Selected text =>
========

Playing The Blame Game
I bid you welcome gentle readers, and a warm welcome as well to our assigned reader of all things NASCAR related, thought to be comfortably ensconced in a small cubicle somewhere within the confines of the Fan and Media Espionage Center in the beautiful Queen’s City of Charlotte, North Carolina… or maybe not.
Let’s start right off today with what everyone seems intent on discussing, rehashing, reliving, dissecting and generally beating to death verbally… the end of the Kansas race, or as some might term it, the end of Matt Kenseth. Even the emperor himself, Brian Z. France has weighed in with an opinion on this one. So much ado over nothing!
Well, there it is, all on video for your convenience, if not enjoyment. You can watch it as many times as you like, but the ending does not change. Is that the first time we’ve ever seen two cars get together? Well, certainly not if you can remember the pre-COT days. That used to be the accepted way of racing; lead, follow or get the hell out of the way.

========

Provided material =>

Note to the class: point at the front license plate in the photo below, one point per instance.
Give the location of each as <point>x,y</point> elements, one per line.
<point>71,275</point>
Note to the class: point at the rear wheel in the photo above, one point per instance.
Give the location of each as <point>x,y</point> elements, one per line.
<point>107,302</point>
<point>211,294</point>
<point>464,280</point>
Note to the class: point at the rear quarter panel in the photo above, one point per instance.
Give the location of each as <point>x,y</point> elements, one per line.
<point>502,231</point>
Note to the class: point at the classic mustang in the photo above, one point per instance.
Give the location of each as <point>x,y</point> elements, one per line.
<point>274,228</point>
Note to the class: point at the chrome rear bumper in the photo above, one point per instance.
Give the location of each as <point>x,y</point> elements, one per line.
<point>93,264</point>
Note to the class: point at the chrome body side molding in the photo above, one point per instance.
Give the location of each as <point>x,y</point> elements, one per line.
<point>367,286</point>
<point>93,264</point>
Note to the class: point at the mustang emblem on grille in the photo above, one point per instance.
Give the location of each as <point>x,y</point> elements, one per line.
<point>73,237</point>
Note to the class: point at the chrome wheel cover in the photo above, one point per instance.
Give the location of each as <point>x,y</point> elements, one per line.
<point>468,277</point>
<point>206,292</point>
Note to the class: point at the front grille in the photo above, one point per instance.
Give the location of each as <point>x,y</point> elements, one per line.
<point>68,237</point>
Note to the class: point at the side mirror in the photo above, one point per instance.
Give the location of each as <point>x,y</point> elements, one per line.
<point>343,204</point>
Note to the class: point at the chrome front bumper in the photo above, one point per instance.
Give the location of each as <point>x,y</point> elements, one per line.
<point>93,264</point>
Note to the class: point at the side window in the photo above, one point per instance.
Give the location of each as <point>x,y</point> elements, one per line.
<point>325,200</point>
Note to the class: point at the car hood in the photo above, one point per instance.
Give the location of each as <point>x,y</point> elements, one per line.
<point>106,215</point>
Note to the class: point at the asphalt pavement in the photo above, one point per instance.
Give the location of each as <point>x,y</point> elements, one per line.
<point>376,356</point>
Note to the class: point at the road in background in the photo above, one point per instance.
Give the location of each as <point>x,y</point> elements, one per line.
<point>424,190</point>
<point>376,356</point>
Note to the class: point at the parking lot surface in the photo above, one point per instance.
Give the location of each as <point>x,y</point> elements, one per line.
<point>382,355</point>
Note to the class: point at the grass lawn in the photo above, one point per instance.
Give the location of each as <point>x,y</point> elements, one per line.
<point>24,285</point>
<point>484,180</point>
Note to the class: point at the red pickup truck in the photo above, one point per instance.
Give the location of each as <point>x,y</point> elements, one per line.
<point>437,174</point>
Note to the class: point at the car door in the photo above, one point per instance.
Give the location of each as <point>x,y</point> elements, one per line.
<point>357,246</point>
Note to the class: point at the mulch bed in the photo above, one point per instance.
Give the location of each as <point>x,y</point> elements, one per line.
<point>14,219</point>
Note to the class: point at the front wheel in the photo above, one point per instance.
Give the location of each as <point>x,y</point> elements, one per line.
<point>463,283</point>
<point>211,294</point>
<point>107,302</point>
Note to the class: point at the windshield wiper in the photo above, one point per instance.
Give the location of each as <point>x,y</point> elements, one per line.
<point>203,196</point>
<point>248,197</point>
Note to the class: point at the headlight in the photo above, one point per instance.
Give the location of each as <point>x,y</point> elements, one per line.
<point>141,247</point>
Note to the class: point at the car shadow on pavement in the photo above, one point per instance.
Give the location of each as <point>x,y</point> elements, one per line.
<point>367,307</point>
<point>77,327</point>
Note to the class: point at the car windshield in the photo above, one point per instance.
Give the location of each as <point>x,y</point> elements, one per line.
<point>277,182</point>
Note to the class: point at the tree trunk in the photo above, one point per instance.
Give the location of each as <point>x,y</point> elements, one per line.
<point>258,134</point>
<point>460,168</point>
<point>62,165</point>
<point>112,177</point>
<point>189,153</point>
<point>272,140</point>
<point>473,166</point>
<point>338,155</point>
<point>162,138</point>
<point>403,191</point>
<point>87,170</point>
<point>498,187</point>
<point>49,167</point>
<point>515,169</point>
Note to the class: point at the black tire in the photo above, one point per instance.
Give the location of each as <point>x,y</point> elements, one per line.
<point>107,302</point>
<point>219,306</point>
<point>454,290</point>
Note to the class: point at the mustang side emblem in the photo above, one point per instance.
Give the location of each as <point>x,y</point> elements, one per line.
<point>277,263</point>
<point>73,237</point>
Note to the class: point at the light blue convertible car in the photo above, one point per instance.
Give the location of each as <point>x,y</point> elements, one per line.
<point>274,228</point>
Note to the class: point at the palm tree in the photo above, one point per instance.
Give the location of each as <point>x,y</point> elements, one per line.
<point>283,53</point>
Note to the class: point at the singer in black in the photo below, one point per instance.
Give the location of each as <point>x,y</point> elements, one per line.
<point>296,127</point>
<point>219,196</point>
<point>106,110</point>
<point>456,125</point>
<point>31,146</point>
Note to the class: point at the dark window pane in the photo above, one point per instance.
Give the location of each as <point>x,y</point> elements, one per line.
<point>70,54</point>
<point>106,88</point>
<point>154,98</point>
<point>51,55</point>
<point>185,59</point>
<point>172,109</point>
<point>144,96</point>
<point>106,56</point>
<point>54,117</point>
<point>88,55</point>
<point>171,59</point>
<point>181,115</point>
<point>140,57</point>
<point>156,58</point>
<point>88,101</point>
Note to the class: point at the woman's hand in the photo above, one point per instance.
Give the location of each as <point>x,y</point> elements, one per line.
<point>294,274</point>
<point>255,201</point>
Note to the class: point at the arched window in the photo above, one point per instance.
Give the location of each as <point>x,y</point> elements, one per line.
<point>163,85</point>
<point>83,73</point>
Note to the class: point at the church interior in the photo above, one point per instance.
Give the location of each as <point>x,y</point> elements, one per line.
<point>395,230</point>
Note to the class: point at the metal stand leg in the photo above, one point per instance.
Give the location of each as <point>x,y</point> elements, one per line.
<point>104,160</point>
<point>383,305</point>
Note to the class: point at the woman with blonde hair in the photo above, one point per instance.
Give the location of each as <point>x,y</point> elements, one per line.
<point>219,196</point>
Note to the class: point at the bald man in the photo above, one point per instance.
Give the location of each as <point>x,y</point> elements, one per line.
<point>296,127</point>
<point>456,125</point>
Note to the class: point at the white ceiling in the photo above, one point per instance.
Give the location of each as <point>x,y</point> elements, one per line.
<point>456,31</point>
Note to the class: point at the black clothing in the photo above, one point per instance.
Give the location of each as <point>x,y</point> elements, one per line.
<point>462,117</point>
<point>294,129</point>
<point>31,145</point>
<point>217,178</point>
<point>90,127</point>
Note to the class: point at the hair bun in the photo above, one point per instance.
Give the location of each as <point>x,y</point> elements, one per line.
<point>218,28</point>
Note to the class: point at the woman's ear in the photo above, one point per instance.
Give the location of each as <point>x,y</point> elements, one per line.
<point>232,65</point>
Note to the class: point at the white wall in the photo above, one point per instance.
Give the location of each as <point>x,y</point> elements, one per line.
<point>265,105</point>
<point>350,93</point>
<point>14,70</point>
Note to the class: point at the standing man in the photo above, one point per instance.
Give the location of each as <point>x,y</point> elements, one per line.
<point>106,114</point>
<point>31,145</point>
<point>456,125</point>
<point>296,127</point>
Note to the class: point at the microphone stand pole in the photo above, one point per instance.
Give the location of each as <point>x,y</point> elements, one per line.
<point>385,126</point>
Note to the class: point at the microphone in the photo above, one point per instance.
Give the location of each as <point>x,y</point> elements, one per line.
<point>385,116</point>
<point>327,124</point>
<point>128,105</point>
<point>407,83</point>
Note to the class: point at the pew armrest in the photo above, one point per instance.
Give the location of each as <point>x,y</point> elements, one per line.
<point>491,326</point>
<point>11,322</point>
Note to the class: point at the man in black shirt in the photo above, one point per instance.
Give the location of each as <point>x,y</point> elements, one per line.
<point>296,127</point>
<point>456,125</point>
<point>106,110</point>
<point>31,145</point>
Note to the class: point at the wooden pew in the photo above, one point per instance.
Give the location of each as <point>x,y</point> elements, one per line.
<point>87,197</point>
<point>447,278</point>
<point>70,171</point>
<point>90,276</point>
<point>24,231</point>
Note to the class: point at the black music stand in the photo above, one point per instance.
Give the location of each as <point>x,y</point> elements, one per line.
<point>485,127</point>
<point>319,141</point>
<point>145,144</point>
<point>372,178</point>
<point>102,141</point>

========

Required actions =>
1. Translate this sentence from the NASCAR column into Spanish: "You can watch it as many times as you like, but the ending does not change."
2. Print everything in the NASCAR column from "Let’s start right" down to "ado over nothing!".
The data has no connection to the NASCAR column.

Worked solutions =>
1. Puedes verlo tantas veces como quieras, pero el final no cambia.

2.
Let’s start right off today with what everyone seems intent on discussing, rehashing, reliving, dissecting and generally beating to death verbally… the end of the Kansas race, or as some might term it, the end of Matt Kenseth. Even the emperor himself, Brian Z. France has weighed in with an opinion on this one. So much ado over nothing!